*What is expected*: Rewrite the comment thread from "5. Geoff, totally" to "do with it.", replacing "HBO" with "cable".

======== Extract ========


  1. No matter who you are, don’t pick a fight with a comedian with a nightly show! There was some old line about not picking fights with people who buy ink by the barrel- same thing. [I disagree with you re: Miller. The other guys, quite frankly, are relics / legends to me. I saw Miller in Vegas recently and his stand-up remains edgy- he had a good night.]

  2. Not lost his way, are you kidding? He has become Lenny Bruce! The non-funny angry tirades and attempts at humor based that is based in grudges and hatred. At least Lenny had a legitimate gripe.

  3. DAF – You might be right in stand-up, but most people see Dennis Miller only on Fox nowadays. I saw him years ago at Oakdale and he killed. People were laughing at references they obviously didn’t get (Billy Sol Estes, for instance–a scandal during the Johnson administration).

    Jon – This is what I love about blog comments. Thanks for chiming in.

  4. Geoff – way to be condecsending. With simplistically masked passive agressiveness like that, no wonder you think Stewart hasn’t lost his touch.

    1. Jon – Seriously, my comment was meant to be taken at face value. I am glad to see many points of view. If you look back through my comments over the years you’ll see this is true and nothing new from me

      However, in light of your last comment if you’d like to feel like an idiot or ass, you are now entitled. And, again, please take this at face value as written.

      No good deed goes unpunished.

  5. Geoff, totally agree with you re: Miller and FNC. I get your point- I haven’t heard what Miller is doing on radio, either. His stand-up act– there’s nothing really like it or him out there today. I can’t think of a comedy routine that pitches at that level- and you have to applaud him for going that route, in an era where observational comedy is largely indistinguishable. I’d like to see him get an HBO special- he hasn’t had one in a while- just to see what he would do with it.

  6. Billy Sol Estes! (The only way I’d get that is via my grandfather’s Alan Sherman albums- there’s a ballad or something about him on there.)

    To clarify, I’m just talking about stand-up with Dennis Miller. People were crying- it was at Paris, Las Vegas- a good room, by the way. Granted, it was a self-selected crowd. I’m sure that if you were bothered by his politics, you wouldn’t go. (Though the act wasn’t political- it was obscurist, classic Miller- probably what you saw at Oakdale.)

======== Study material ========

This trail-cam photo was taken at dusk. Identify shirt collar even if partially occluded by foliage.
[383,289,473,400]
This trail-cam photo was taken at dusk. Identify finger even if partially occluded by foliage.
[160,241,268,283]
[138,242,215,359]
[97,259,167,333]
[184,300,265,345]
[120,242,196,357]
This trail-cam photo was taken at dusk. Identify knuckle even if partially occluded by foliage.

========

*Response box*:
5. Geoff, totally agree with you re: Miller and FNC. I get your point- I haven’t heard what Miller is doing on radio, either. His stand-up act– there’s nothing really like it or him out there today. I can’t think of a comedy routine that pitches at that level- and you have to applaud him for going that route, in an era where observational comedy is largely indistinguishable. I’d like to see him get an cable special- he hasn’t had one in a while- just to see what he would do with it.